- Exercise tasks -
- a) Can you quote the blog post from "One of the things" to "is out there." word for word?
- b) Do these statements agree with the blog post? Answer yes or no for each and quote the words that decide it.
(i) The writer photographs families commercially.
(ii) The writer posts phone scribbles to Instagram.
(iii) A tutor called the writer an "artist, thinker and photographer."
- c) In the blog post, what concern does Dana Spaeth's short online film voice?

#### Document extract ####

A swearing (feral?) toddler, language and discovering other mothers who are OK with being real – South London Photographer

One of the things I enjoy about becoming a photographer is looking out for work by others that I find interesting, effective, beautiful or thought-provoking.  There are so many different uses of and for photography, comparing one with another is often a pointless exercise.  As I study as well as work as a photographer, my understanding of what is possible for me is changing and developing all the time.  Do I want to  concentrate on observational photography or creating my own images that might communicate something to someone? Studying introduces to me to a wide variety of styles and photographic languages and it’s good to have begun appreciating just how much there is out there.

I know photographing families commercially, as I do, gives immense joy and pleasure to parents when they see the images of their children and families.  The funny little scribbles I do on my phone and post to Flickr are like a kind of instant art, colouring-ins that give me immense pleasure and joy as I create them but are ultimately somewhat ephemeral.  I’m still trying to work out how I can use photography to express myself and even what it is I want to express although the college work seems be informing that in some ways.  (I don’t mind saying I was really rather chuffed to be referred to as an ‘artist, thinker and photographer’ by my tutor in my latest feedback!)   I recently stumbled across a highly effective short online film made by photographer, Dana Spaeth, who has put a collection of photographs together to voice her concern about gun violence in the States. It’s a powerful film and the message is stark and alarming – share it, American friends; it is useful for me to see photography being used in this way.

#### Extracted entries ####

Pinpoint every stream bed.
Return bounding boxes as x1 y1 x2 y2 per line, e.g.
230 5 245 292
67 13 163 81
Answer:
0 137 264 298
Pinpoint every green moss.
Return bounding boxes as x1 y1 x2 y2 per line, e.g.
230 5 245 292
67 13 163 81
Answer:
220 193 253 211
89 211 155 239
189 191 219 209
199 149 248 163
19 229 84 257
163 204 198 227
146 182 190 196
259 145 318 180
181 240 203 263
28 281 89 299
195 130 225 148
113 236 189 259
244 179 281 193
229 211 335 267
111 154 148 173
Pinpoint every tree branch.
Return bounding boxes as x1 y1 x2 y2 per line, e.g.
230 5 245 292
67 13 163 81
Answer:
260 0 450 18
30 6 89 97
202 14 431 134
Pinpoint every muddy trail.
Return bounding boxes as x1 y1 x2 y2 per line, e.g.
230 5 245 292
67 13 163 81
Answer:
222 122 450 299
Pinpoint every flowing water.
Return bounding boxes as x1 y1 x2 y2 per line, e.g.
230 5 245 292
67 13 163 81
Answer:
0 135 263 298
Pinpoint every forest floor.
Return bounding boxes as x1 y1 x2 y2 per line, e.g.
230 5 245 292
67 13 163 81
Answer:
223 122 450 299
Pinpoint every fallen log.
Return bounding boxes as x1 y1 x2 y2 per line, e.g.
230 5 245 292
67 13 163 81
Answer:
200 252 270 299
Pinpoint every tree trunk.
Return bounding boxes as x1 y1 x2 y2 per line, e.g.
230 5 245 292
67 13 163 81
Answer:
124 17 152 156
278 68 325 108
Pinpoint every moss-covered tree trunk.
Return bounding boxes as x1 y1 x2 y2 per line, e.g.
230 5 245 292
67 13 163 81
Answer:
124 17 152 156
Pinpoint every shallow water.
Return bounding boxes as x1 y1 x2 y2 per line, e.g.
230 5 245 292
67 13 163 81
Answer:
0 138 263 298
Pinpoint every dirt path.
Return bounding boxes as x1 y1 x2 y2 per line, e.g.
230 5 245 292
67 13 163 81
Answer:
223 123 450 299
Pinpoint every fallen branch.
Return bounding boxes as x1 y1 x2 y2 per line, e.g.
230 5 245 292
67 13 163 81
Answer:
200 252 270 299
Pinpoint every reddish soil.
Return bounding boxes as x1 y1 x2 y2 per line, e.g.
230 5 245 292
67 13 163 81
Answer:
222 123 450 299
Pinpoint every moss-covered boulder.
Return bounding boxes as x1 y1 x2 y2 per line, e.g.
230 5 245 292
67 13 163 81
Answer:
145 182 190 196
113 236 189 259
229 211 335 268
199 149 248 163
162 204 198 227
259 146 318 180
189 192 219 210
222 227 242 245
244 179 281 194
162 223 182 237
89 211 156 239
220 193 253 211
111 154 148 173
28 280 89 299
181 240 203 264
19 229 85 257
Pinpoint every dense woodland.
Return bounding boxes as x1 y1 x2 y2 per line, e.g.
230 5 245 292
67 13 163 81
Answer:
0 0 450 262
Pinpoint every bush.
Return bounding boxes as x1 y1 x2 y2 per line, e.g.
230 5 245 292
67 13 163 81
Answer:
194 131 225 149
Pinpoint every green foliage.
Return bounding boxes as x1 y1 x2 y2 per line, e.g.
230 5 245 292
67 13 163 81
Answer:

####

- The responses -
- a)
One of the things I enjoy about becoming a photographer is looking out for work by others that I find interesting, effective, beautiful or thought-provoking.  There are so many different uses of and for photography, comparing one with another is often a pointless exercise.  As I study as well as work as a photographer, my understanding of what is possible for me is changing and developing all the time.  Do I want to  concentrate on observational photography or creating my own images that might communicate something to someone? Studying introduces to me to a wide variety of styles and photographic languages and it’s good to have begun appreciating just how much there is out there.

- b)
(i) Yes: "I know photographing families commercially, as I do"
(ii) No: "The funny little scribbles I do on my phone and post to Flickr"
(iii) Yes: "referred to as an ‘artist, thinker and photographer’ by my tutor in my latest feedback"

- c) Her concern about gun violence in the States.